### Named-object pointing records
──────────

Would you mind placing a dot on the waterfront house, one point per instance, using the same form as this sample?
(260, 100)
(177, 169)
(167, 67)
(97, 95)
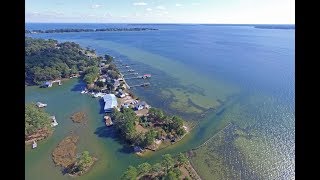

──────────

### OBJECTIVE
Write out the material above word for word, leaving out the pictures.

### ANSWER TO THE TASK
Would you mind placing a dot on the waterfront house, one point per instance, using the same form as this sample?
(260, 100)
(177, 169)
(167, 67)
(97, 95)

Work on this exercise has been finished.